++++ Given data ++++
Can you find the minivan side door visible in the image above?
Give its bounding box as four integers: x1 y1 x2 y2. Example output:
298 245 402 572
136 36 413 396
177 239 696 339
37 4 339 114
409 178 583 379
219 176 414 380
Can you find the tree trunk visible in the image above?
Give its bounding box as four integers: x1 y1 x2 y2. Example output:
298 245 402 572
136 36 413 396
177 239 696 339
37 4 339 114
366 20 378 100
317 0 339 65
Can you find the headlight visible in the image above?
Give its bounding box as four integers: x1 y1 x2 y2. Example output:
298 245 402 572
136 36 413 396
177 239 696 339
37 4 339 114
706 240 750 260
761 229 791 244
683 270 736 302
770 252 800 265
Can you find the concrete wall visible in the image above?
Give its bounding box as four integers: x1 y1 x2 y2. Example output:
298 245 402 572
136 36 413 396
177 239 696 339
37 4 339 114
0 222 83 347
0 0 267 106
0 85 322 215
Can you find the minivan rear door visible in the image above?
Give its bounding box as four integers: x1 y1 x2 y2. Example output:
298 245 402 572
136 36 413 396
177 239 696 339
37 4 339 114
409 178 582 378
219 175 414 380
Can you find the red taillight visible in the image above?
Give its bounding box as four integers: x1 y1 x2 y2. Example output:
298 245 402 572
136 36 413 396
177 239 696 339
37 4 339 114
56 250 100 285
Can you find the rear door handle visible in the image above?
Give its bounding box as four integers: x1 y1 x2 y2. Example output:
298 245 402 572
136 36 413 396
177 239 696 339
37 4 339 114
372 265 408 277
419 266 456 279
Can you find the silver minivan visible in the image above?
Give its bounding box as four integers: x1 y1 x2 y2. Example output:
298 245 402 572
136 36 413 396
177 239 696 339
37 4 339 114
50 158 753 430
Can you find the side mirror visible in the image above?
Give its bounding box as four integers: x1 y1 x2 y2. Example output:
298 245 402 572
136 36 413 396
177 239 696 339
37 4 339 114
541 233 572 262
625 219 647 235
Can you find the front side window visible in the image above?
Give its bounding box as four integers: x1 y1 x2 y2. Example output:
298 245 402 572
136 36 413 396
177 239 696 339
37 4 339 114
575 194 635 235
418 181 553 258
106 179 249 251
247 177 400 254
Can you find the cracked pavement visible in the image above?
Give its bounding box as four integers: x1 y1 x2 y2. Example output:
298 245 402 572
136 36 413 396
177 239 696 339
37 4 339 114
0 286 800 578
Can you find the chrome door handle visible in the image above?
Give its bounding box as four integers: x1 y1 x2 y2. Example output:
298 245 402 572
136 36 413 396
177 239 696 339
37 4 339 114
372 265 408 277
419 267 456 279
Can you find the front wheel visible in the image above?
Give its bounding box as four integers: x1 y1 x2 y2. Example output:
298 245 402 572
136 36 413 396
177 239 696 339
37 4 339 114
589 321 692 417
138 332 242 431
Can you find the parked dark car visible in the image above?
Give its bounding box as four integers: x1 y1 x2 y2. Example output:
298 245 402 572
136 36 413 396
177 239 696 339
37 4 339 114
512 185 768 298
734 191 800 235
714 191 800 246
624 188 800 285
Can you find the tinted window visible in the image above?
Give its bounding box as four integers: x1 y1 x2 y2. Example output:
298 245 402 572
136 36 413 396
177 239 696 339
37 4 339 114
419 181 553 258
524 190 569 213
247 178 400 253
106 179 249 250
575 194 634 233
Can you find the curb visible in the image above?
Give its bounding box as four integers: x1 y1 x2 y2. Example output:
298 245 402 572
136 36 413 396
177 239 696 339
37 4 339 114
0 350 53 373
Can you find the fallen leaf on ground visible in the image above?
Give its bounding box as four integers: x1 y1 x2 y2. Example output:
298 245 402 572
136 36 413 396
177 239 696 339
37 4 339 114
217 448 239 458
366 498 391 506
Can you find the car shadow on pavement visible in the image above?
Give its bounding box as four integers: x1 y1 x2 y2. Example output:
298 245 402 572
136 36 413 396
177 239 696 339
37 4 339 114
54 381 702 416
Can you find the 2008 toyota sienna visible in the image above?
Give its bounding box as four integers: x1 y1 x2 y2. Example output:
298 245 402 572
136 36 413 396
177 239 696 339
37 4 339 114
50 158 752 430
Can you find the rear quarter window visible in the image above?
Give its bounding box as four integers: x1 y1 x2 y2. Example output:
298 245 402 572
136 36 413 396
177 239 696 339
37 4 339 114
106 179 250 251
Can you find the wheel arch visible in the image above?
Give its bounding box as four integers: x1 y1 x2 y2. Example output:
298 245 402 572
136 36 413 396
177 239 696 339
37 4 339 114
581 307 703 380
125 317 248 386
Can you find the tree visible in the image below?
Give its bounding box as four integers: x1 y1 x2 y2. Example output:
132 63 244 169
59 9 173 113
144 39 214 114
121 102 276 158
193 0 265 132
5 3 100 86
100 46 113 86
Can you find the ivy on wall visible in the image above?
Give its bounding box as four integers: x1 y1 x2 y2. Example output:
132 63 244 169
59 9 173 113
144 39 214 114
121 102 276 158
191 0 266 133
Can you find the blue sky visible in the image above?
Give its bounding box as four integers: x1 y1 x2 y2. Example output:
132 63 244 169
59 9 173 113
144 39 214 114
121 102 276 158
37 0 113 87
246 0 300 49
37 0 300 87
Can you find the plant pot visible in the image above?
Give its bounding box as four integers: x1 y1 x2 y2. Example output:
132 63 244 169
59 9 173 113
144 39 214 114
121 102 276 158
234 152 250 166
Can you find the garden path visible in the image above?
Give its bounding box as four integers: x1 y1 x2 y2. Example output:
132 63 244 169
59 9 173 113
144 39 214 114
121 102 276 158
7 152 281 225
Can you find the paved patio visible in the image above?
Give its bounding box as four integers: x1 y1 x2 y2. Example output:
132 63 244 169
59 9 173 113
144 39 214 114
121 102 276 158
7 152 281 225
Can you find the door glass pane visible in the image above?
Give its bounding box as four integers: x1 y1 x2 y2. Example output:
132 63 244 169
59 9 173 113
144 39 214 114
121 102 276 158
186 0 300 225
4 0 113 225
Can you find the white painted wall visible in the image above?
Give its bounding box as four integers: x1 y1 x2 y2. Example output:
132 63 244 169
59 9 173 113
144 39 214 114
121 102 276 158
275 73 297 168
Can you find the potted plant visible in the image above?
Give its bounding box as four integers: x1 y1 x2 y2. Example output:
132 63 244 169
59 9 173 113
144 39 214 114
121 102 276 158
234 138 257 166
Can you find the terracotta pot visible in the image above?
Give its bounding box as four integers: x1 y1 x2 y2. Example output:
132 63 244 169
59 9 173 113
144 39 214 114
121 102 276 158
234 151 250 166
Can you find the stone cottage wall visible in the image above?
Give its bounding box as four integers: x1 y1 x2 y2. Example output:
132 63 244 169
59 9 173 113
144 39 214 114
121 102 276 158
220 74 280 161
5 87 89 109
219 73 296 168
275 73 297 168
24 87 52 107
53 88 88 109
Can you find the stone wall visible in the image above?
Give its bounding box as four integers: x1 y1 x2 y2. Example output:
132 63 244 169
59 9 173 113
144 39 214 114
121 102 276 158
++++
**Instructions for the task:** Update every entry above so that "Example output" reads "Sample output", and keep all other text the same.

**Finished exercise:**
Can you find the minivan side door visible in the image above?
Give its bounding box as four integers: x1 y1 x2 y2. Sample output:
298 245 402 572
136 36 413 396
177 239 696 339
37 4 339 114
409 178 583 379
219 176 414 380
Can you find the tree trunk visible in the image above?
Give its bounding box as four integers: x1 y1 x2 y2. Sample output:
298 245 402 572
136 36 413 396
177 239 696 339
37 4 339 114
366 20 378 100
317 0 339 65
Can you find the headlight visible in the image above?
Give its bounding box as four integers: x1 y1 x2 y2. Sample output:
298 245 402 572
136 36 413 396
177 239 696 339
37 4 339 114
706 240 750 260
761 229 791 244
683 270 736 302
770 252 800 265
Can you find the concrete wall visible in the image above?
Give its bounding box as four integers: x1 y1 x2 y2. Sample output:
298 245 402 572
136 36 413 396
177 239 696 339
37 4 339 114
0 222 83 347
0 0 267 106
0 85 322 215
Can you find the minivan rear door visible in the image above?
Give its bounding box as four integers: x1 y1 x2 y2. Sample output:
298 245 402 572
136 36 413 396
177 239 696 339
37 4 339 114
409 178 582 378
219 175 414 380
Can you find the red taillight visible in the image above?
Give its bounding box as four integers: x1 y1 x2 y2. Sample output:
298 245 402 572
136 36 413 396
177 239 696 339
37 4 339 114
56 250 100 285
Can you find the rear door handle visible in the image above?
Give its bounding box as four integers: x1 y1 x2 y2. Sample output:
298 245 402 572
136 36 413 396
177 239 696 339
37 4 339 114
372 265 408 277
419 266 456 279
Can you find the silver minivan visible in the image above?
Give its bounding box as four integers: x1 y1 x2 y2. Sample output:
298 245 402 572
136 36 413 396
177 239 696 339
37 4 339 114
50 158 753 430
Can you find the side mirror visible in the image above?
Give its bounding box as four integers: x1 y1 x2 y2. Sample output:
298 245 402 572
136 36 413 396
177 239 696 339
37 4 339 114
541 233 572 262
625 219 647 235
Can you find the front side window visible in the image above?
Give its bounding box as four integers: x1 y1 x2 y2. Sample output:
298 245 402 572
136 36 413 396
177 239 696 339
37 4 339 114
575 194 635 235
418 181 553 258
106 179 249 251
247 177 400 254
Can you find the cracked pavement visible in the image above?
Give its bounding box as four integers: x1 y1 x2 y2. Sample output:
298 245 402 572
136 36 413 396
177 239 696 339
37 4 339 114
0 286 800 578
Can you find the chrome door handle visible in the image above?
Give its bounding box as four integers: x1 y1 x2 y2. Sample output:
298 245 402 572
136 36 413 396
177 239 696 339
37 4 339 114
372 265 408 277
419 267 456 279
Can you find the front wheel visible in the image above?
Give its bounding box as four integers: x1 y1 x2 y2. Sample output:
298 245 402 572
136 36 413 396
177 239 696 339
37 4 339 114
589 321 692 417
138 332 242 431
Can you find the parked dark car visible in the image above?
Give its bounding box as four integers: x1 y1 x2 y2. Sample output:
298 245 402 572
136 36 413 396
177 239 696 339
37 4 339 114
512 185 768 298
734 191 800 235
714 191 800 246
624 188 800 285
Can you find the tinted window visible in the image above?
Give its bounding box as four integers: x1 y1 x2 y2. Sample output:
298 245 402 572
136 36 413 396
177 239 696 339
37 4 339 114
419 181 553 258
524 190 569 213
247 178 400 253
106 179 249 250
575 194 634 233
Can you find the curb visible in the image above?
Give its bounding box as four integers: x1 y1 x2 y2. Sample output:
298 245 402 572
136 36 413 396
177 239 696 339
37 4 339 114
0 350 53 373
Can you find the fallen leaf on ground visible in the image above?
Give its bounding box as four integers: x1 y1 x2 y2. Sample output:
298 245 402 572
136 36 413 396
177 239 696 339
37 4 339 114
217 448 239 458
366 498 391 506
Can you find the car shadow on pavement visible in the image above?
Give its bounding box as four integers: x1 y1 x2 y2. Sample output:
298 245 402 572
136 36 413 396
177 239 696 339
37 4 339 114
54 381 702 416
Can you find the 2008 toyota sienna visible in the image above?
Give its bounding box as four integers: x1 y1 x2 y2. Sample output:
298 245 402 572
136 36 413 396
177 239 696 339
37 4 339 114
50 158 752 430
Can you find the rear quarter window visible in the image above?
Give its bounding box as four integers: x1 y1 x2 y2. Sample output:
298 245 402 572
136 36 413 396
177 239 696 339
37 4 339 114
106 179 250 251
Can you find the wheel arch visible in the image above?
Give its bounding box as four integers: x1 y1 x2 y2. Sample output:
298 245 402 572
136 36 413 396
177 239 696 339
37 4 339 114
581 307 703 380
125 317 248 386
Can you find the tree visible in the image below?
Give its bounding box as four integers: x1 y1 x2 y2. Sample output:
132 63 244 169
59 9 173 113
144 39 214 114
121 102 276 158
193 0 265 132
5 3 100 86
100 46 113 86
Can you find the ivy on wall visible in the image above?
Give its bounding box as four integers: x1 y1 x2 y2. Sample output:
132 63 244 169
59 9 173 113
144 39 214 114
121 102 276 158
191 0 266 133
Can you find the blue sky visible in the image above?
Give its bounding box as four integers: x1 y1 x2 y2. Sample output:
132 63 244 169
59 9 173 113
144 39 214 114
121 102 276 158
37 0 113 87
246 0 300 49
37 0 300 87
Can you find the plant pot visible in the image above?
Give its bounding box as four integers: x1 y1 x2 y2. Sample output:
132 63 244 169
59 9 173 113
144 39 214 114
121 102 276 158
234 152 250 166
Can you find the garden path visible in the image above?
Give its bounding box as four integers: x1 y1 x2 y2. Sample output:
132 63 244 169
59 9 173 113
144 39 214 114
121 102 276 158
7 152 281 225
Can you find the paved patio visible in the image above?
Give its bounding box as four integers: x1 y1 x2 y2. Sample output:
132 63 244 169
59 9 173 113
144 39 214 114
121 102 276 158
7 152 281 225
Can you find the door glass pane visible in the image above?
Give its bounding box as four integers: x1 y1 x2 y2. Sample output:
132 63 244 169
59 9 173 113
144 39 214 114
121 102 276 158
186 0 300 225
4 0 113 225
Can you find the white painted wall visible in the image above?
Give its bounding box as four integers: x1 y1 x2 y2. Sample output:
132 63 244 169
59 9 173 113
144 39 214 114
121 102 276 158
275 73 297 168
Can you find the potted plant visible in the image above?
Give its bounding box as four integers: x1 y1 x2 y2. Sample output:
132 63 244 169
59 9 173 113
144 39 214 114
121 102 276 158
234 138 257 166
Can you find the terracotta pot visible in the image above?
Give its bounding box as four integers: x1 y1 x2 y2. Sample output:
132 63 244 169
59 9 173 113
144 39 214 114
121 102 276 158
234 151 250 166
Can you find the stone cottage wall visible in the image above?
Give its bounding box as four integers: x1 y1 x2 y2. Sample output:
132 63 244 169
59 9 173 113
144 39 214 114
121 102 276 158
220 74 280 161
5 87 89 109
219 73 296 168
275 73 297 168
24 87 52 107
53 88 88 109
Can you find the stone wall visible in the image above?
Give its bounding box as four integers: x1 y1 x2 y2. Sample output:
132 63 244 169
59 9 173 113
144 39 214 114
121 102 276 158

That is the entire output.